--- BEGIN Material supplied ---

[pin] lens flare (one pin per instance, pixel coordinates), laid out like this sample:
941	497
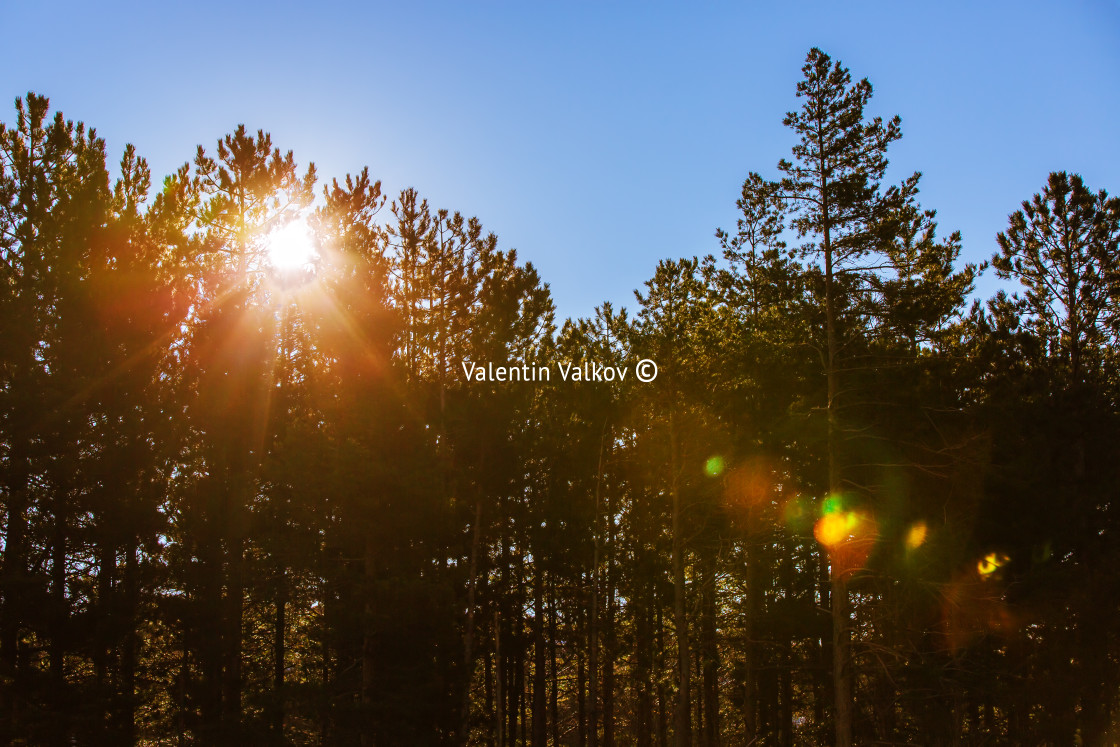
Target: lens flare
991	562
291	248
848	534
836	528
915	538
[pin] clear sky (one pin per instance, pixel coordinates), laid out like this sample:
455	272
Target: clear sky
596	138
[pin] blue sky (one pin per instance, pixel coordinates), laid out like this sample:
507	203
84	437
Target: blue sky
596	138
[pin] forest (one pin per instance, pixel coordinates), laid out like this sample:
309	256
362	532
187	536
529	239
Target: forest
250	501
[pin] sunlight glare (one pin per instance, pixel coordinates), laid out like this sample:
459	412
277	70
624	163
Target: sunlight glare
291	248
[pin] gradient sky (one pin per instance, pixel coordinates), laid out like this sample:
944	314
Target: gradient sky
596	138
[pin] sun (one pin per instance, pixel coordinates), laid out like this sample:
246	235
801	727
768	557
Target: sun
291	248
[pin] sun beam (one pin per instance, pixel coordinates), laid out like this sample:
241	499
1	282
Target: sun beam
291	246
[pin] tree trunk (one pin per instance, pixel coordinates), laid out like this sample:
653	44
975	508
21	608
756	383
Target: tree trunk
278	657
682	734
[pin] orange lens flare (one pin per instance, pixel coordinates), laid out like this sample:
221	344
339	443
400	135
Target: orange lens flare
991	562
915	538
849	535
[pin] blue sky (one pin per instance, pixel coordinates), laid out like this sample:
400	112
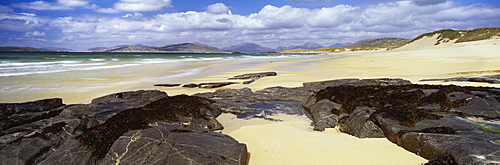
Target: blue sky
84	24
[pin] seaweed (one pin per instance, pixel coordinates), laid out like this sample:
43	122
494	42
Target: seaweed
100	138
397	102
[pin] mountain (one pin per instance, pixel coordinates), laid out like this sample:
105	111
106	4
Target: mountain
247	48
339	45
118	46
458	36
57	49
190	48
129	49
309	45
178	48
96	48
22	49
449	37
380	42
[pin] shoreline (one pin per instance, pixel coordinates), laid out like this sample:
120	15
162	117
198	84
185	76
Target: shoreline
283	142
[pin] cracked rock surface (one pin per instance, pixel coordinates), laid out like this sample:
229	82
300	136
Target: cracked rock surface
139	127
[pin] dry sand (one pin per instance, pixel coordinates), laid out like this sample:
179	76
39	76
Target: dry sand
293	141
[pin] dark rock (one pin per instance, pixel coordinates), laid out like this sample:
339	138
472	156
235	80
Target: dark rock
138	97
423	119
215	85
182	147
358	82
167	85
191	86
325	114
34	106
253	75
144	127
249	81
445	159
15	114
359	125
492	79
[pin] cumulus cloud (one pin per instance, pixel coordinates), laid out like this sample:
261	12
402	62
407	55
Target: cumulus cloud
35	34
58	5
218	8
270	26
142	5
20	22
428	2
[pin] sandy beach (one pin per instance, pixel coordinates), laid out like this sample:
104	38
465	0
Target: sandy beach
293	141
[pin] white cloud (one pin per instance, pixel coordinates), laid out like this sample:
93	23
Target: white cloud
271	26
428	2
218	8
35	34
58	5
73	3
42	5
5	9
20	22
142	5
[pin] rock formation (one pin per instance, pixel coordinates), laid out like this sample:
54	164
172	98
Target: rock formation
140	127
446	124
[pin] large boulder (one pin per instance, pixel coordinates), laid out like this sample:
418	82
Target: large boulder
435	121
358	124
139	127
15	114
325	114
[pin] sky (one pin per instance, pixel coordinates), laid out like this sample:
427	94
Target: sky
84	24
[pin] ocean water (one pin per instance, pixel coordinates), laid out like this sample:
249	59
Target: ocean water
19	64
73	76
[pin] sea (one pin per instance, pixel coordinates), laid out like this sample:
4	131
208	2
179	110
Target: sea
29	76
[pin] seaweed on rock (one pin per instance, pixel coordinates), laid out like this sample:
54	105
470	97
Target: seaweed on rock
399	102
100	138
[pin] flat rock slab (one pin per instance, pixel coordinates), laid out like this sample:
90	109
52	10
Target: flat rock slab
492	79
425	119
253	75
137	127
167	85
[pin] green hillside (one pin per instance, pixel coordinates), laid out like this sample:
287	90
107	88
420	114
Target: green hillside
461	35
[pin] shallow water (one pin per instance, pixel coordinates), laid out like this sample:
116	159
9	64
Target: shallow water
78	77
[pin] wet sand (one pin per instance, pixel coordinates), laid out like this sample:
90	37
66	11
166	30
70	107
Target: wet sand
293	141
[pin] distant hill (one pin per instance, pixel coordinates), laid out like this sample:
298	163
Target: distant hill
380	42
178	48
247	48
339	45
57	49
22	49
190	47
96	48
458	36
309	45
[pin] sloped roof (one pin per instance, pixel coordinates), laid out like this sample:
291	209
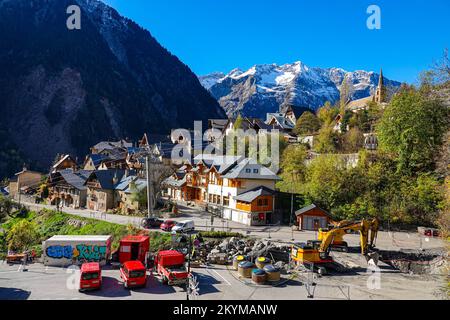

--- END Material supplied ---

→ **What you have to do**
Format every item above as a JSON list of strings, with one string per line and no blank lines. Leave the pictures out of your answer.

→ **Answer to this problem**
[
  "[pin] lens flare (one pin per instance, pixel coordinates), laid out like this sample:",
  "941\t497",
  "Target: lens flare",
  "991\t562",
  "291\t248",
  "848\t534",
  "836\t528",
  "915\t538",
  "[pin] clear sky (one pin per instance, pixel coordinates), laid out like this sample:",
  "455\t272",
  "Target: clear sky",
  "596\t138",
  "[pin] blue sky (one pin per instance, pixel coordinates), laid out like this sample:",
  "507\t203",
  "84\t437",
  "Target: blue sky",
  "596\t138",
  "[pin] forest (one pin per instance, pixel coordinates), laid out like this sample:",
  "309\t256",
  "362\t532",
  "187\t536",
  "529\t239",
  "Target: forest",
  "250\t501",
  "[pin] sunlight glare (one pin per instance, pixel coordinates), laid out like this sample:",
  "459\t412",
  "277\t70",
  "624\t163",
  "Target: sunlight glare",
  "291\t248",
  "[pin] gradient sky (one pin per instance, pixel coordinates), laid out like this sample:",
  "944\t314",
  "Target: gradient sky",
  "596\t138",
  "[pin] sun (one pin per instance, pixel coordinates), laid out like this sample:",
  "246\t235",
  "801\t727",
  "768\t557",
  "Target: sun",
  "291\t248",
  "[pin] sun beam (one pin per instance, pixel coordinates), laid out like this sample:",
  "241\t499",
  "1\t282",
  "Target: sun beam",
  "291\t246",
  "[pin] tree trunk (one pin per instance, pixel coordinates), laid out like this sample:",
  "653\t44",
  "975\t508",
  "21\t608",
  "756\t383",
  "Target: tree trunk",
  "278\t657",
  "682\t734",
  "[pin] orange lens flare (one pin per instance, pixel coordinates), laid out like this sample:",
  "221\t344",
  "339\t443",
  "400\t135",
  "Target: orange lens flare",
  "991\t562",
  "915\t538",
  "849\t535",
  "[pin] blue sky (one pin per instance, pixel coordinates), laid out like this sample:",
  "400\t112",
  "Target: blue sky",
  "84\t24",
  "[pin] seaweed (one pin per instance, pixel coordinates), laid out like this sample:",
  "43\t122",
  "494\t42",
  "Target: seaweed",
  "100\t138",
  "397\t102",
  "[pin] mountain (one pin per instance, pixel coordinates), laid out like this sample:",
  "105\t111",
  "106\t4",
  "Target: mountain",
  "247\t48",
  "339\t45",
  "118\t46",
  "458\t36",
  "57\t49",
  "190\t48",
  "129\t49",
  "309\t45",
  "178\t48",
  "96\t48",
  "22\t49",
  "449\t37",
  "380\t42",
  "[pin] shoreline (one pin per instance, pixel coordinates), laid out like this sample:",
  "120\t15",
  "162\t117",
  "198\t84",
  "185\t76",
  "Target: shoreline",
  "283\t142",
  "[pin] cracked rock surface (one pin per instance, pixel coordinates), laid out like this sample:",
  "229\t82",
  "300\t136",
  "Target: cracked rock surface",
  "139\t127",
  "[pin] dry sand (one pin per instance, pixel coordinates), laid out like this sample:",
  "179\t76",
  "39\t76",
  "Target: dry sand",
  "293\t141",
  "[pin] dark rock (one pin per instance, pixel coordinates), laid out like this sample:",
  "339\t138",
  "472\t156",
  "235\t80",
  "Target: dark rock",
  "138\t97",
  "423\t119",
  "215\t85",
  "182\t147",
  "358\t82",
  "167\t85",
  "191\t86",
  "325\t114",
  "34\t106",
  "253\t75",
  "144\t127",
  "249\t81",
  "445\t159",
  "15\t114",
  "359\t125",
  "492\t79",
  "[pin] cumulus cloud (one pin per instance, pixel coordinates), laid out like this sample:",
  "261\t12",
  "402\t62",
  "407\t55",
  "Target: cumulus cloud",
  "35\t34",
  "58\t5",
  "218\t8",
  "270\t26",
  "142\t5",
  "20\t22",
  "428\t2",
  "[pin] sandy beach (one pin per instance, pixel coordinates), laid out like this sample:",
  "104\t38",
  "465\t0",
  "Target: sandy beach",
  "293\t141",
  "[pin] white cloud (one pin per instance, pixel coordinates), laid out like this sample:",
  "93\t23",
  "Target: white cloud",
  "271\t26",
  "428\t2",
  "218\t8",
  "35\t34",
  "58\t5",
  "73\t3",
  "42\t5",
  "5\t9",
  "20\t22",
  "142\t5",
  "[pin] rock formation (one pin per instance, pixel coordinates), laid out like this sample:",
  "54\t164",
  "172\t98",
  "Target: rock formation",
  "140\t127",
  "446\t124",
  "[pin] large boulder (one pin per instance, pixel coordinates), laid out like this sample:",
  "418\t82",
  "Target: large boulder",
  "435\t121",
  "358\t124",
  "139\t127",
  "15\t114",
  "325\t114",
  "[pin] sky (one pin per instance, pixel coordinates), laid out like this sample:",
  "427\t94",
  "Target: sky",
  "84\t24",
  "[pin] ocean water (one pin per instance, pixel coordinates), laid out like this sample:",
  "249\t59",
  "Target: ocean water",
  "19\t64",
  "73\t76",
  "[pin] sea (one pin per instance, pixel coordinates), laid out like this sample:",
  "4\t131",
  "208\t2",
  "179\t110",
  "Target: sea",
  "29\t76",
  "[pin] seaweed on rock (one pin per instance, pixel coordinates), laid out like this sample:",
  "54\t105",
  "470\t97",
  "Target: seaweed on rock",
  "399\t102",
  "100\t138",
  "[pin] flat rock slab (one pin per instance, pixel coordinates), laid out like this sample:",
  "90\t109",
  "52\t10",
  "Target: flat rock slab",
  "492\t79",
  "425\t119",
  "253\t75",
  "137\t127",
  "167\t85",
  "[pin] green hillside (one pin per instance, pixel coordinates), laid out like this sample:",
  "287\t90",
  "107\t88",
  "420\t114",
  "Target: green hillside",
  "461\t35",
  "[pin] shallow water (one pin per instance, pixel coordinates), laid out like this sample:",
  "116\t159",
  "9\t64",
  "Target: shallow water",
  "78\t77",
  "[pin] wet sand (one pin per instance, pixel coordinates), laid out like this sample:",
  "90\t37",
  "66\t11",
  "166\t30",
  "70\t107",
  "Target: wet sand",
  "293\t141",
  "[pin] distant hill (one pin per instance, pixel coordinates), laid out like this sample:",
  "298\t163",
  "Target: distant hill",
  "380\t42",
  "178\t48",
  "247\t48",
  "339\t45",
  "57\t49",
  "22\t49",
  "190\t47",
  "96\t48",
  "458\t36",
  "309\t45",
  "[pin] sloped roof (one pin per instance, pixel coordinates), laid out like this sample:",
  "291\t209"
]